課題の目的 | 以下の項目から、文字列「rope」を含む行をすべて返してください。大文字と小文字は区別して扱ってください。

処理対象データ |
◆ ◆ ◆ ◆

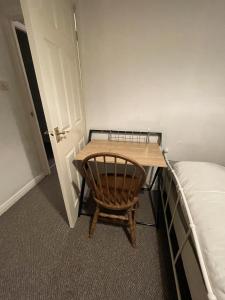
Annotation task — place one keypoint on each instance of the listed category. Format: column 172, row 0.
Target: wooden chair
column 115, row 181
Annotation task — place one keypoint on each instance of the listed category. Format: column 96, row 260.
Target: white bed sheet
column 204, row 189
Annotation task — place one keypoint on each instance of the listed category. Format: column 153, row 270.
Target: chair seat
column 118, row 198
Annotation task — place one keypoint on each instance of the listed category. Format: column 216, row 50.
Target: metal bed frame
column 190, row 232
column 131, row 136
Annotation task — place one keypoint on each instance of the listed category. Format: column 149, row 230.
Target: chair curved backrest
column 115, row 180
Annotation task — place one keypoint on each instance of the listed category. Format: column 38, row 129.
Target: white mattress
column 204, row 188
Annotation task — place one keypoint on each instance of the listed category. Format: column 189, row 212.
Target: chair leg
column 132, row 225
column 94, row 221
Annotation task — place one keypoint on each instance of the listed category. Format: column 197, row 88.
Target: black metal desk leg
column 81, row 200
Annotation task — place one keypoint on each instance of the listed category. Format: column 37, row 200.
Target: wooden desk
column 145, row 154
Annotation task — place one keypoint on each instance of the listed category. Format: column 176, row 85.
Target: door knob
column 57, row 133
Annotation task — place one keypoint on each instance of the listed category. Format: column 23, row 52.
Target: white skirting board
column 12, row 200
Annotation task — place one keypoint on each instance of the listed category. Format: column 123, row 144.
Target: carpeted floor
column 42, row 258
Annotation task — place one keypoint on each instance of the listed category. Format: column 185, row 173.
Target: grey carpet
column 42, row 258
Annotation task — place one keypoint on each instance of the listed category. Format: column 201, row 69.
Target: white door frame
column 30, row 103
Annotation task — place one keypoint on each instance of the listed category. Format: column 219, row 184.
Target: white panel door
column 51, row 33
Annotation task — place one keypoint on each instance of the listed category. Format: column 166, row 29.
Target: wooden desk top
column 145, row 154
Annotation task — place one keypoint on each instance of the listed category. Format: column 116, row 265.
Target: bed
column 193, row 200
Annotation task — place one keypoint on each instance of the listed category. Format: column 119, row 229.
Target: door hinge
column 76, row 33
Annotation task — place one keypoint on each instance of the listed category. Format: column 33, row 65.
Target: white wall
column 19, row 160
column 157, row 65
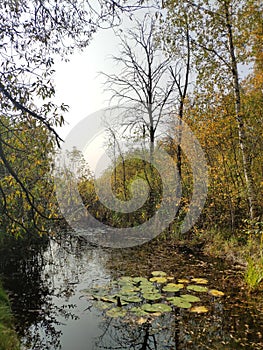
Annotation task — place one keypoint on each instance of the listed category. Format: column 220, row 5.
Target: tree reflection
column 37, row 274
column 126, row 334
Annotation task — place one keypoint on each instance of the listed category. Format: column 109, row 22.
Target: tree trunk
column 241, row 128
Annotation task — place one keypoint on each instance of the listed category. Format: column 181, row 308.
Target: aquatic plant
column 139, row 296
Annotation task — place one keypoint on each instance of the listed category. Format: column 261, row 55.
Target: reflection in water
column 45, row 280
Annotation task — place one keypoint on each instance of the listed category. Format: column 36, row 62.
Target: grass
column 8, row 337
column 254, row 274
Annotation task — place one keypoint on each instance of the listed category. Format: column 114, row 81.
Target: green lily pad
column 108, row 299
column 132, row 299
column 152, row 296
column 199, row 280
column 100, row 305
column 125, row 279
column 180, row 302
column 116, row 312
column 127, row 290
column 149, row 289
column 138, row 311
column 216, row 293
column 183, row 280
column 190, row 298
column 159, row 273
column 199, row 309
column 140, row 279
column 159, row 307
column 196, row 288
column 158, row 279
column 172, row 287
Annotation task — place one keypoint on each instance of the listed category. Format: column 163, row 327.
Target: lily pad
column 152, row 296
column 100, row 305
column 116, row 312
column 199, row 280
column 125, row 279
column 216, row 293
column 169, row 278
column 196, row 288
column 149, row 289
column 140, row 280
column 158, row 279
column 127, row 290
column 132, row 299
column 172, row 287
column 180, row 302
column 138, row 311
column 159, row 273
column 190, row 298
column 183, row 280
column 199, row 309
column 108, row 299
column 159, row 307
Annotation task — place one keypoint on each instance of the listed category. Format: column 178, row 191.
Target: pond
column 47, row 283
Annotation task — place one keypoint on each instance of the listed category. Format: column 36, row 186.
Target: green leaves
column 139, row 296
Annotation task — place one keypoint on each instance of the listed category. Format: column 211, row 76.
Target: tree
column 220, row 32
column 32, row 33
column 145, row 82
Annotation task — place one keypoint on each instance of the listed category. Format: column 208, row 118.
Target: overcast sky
column 78, row 83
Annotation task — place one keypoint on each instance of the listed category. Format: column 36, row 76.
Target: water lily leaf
column 149, row 289
column 169, row 278
column 100, row 305
column 216, row 293
column 125, row 279
column 158, row 279
column 140, row 279
column 116, row 312
column 141, row 320
column 190, row 298
column 138, row 311
column 199, row 280
column 108, row 299
column 132, row 299
column 147, row 308
column 199, row 309
column 152, row 296
column 159, row 307
column 183, row 280
column 180, row 302
column 172, row 287
column 197, row 288
column 159, row 273
column 128, row 290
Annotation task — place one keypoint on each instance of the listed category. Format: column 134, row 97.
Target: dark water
column 45, row 283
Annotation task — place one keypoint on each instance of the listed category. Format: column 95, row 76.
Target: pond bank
column 46, row 281
column 8, row 337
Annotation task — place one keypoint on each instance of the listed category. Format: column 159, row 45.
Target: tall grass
column 8, row 337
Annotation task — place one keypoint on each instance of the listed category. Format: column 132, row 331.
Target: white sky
column 78, row 82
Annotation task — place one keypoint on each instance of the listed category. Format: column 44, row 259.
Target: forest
column 191, row 80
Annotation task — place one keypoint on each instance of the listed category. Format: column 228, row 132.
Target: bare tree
column 145, row 82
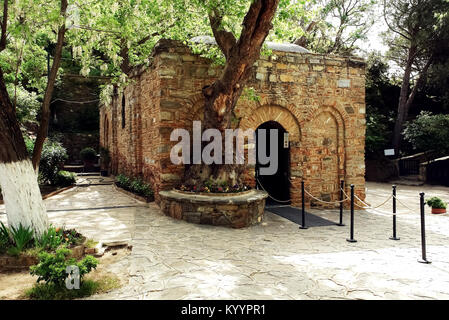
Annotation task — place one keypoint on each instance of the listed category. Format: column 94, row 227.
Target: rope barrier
column 327, row 202
column 367, row 206
column 404, row 204
column 309, row 194
column 281, row 201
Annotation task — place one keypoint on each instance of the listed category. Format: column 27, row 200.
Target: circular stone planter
column 236, row 210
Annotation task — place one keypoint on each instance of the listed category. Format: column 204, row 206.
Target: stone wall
column 319, row 100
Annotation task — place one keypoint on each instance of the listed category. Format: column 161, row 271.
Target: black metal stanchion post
column 303, row 216
column 351, row 239
column 423, row 230
column 342, row 185
column 394, row 237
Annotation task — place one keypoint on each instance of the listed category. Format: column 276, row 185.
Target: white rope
column 367, row 206
column 281, row 201
column 328, row 202
column 404, row 204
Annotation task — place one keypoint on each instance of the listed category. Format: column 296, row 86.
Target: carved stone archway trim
column 273, row 113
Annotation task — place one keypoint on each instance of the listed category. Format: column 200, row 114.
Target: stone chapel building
column 317, row 101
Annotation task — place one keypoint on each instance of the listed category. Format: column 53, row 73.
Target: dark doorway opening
column 278, row 184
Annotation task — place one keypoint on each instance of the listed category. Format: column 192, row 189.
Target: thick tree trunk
column 222, row 96
column 45, row 109
column 402, row 104
column 406, row 99
column 18, row 181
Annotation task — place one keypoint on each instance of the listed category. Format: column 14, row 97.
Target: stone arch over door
column 290, row 123
column 324, row 139
column 274, row 113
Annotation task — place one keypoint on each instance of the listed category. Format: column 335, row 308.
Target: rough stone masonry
column 318, row 99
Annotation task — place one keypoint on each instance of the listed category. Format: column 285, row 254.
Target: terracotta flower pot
column 438, row 211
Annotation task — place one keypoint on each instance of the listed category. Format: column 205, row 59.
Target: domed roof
column 286, row 47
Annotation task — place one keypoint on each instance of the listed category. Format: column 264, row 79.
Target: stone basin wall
column 236, row 211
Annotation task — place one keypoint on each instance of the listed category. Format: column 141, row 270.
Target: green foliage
column 5, row 239
column 49, row 291
column 135, row 185
column 381, row 103
column 27, row 103
column 52, row 158
column 436, row 203
column 428, row 132
column 21, row 238
column 141, row 188
column 52, row 267
column 65, row 178
column 88, row 154
column 50, row 239
column 123, row 181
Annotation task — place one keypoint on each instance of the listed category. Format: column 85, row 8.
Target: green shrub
column 136, row 185
column 428, row 132
column 53, row 156
column 5, row 239
column 21, row 237
column 52, row 267
column 436, row 203
column 88, row 154
column 123, row 181
column 88, row 287
column 65, row 178
column 50, row 239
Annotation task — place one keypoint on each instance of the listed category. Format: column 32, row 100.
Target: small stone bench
column 236, row 210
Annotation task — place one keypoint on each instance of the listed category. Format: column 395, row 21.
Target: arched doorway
column 278, row 184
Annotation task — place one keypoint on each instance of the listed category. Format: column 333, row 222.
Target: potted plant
column 438, row 205
column 89, row 156
column 105, row 159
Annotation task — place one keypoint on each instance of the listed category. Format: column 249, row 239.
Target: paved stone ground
column 274, row 260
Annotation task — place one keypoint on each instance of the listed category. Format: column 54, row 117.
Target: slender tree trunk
column 45, row 109
column 222, row 96
column 406, row 99
column 18, row 180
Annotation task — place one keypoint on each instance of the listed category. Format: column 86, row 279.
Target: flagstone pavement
column 173, row 259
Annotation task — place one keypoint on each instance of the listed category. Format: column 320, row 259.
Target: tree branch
column 225, row 39
column 45, row 118
column 4, row 25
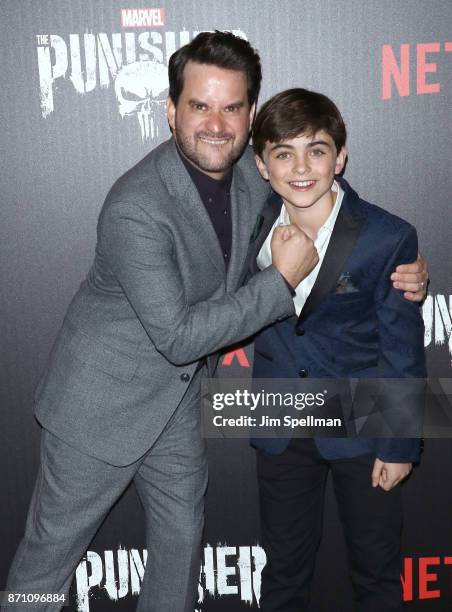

◆ ◆ ◆ ◆

解答は以下 |
Target: rope barrier
Target: white rope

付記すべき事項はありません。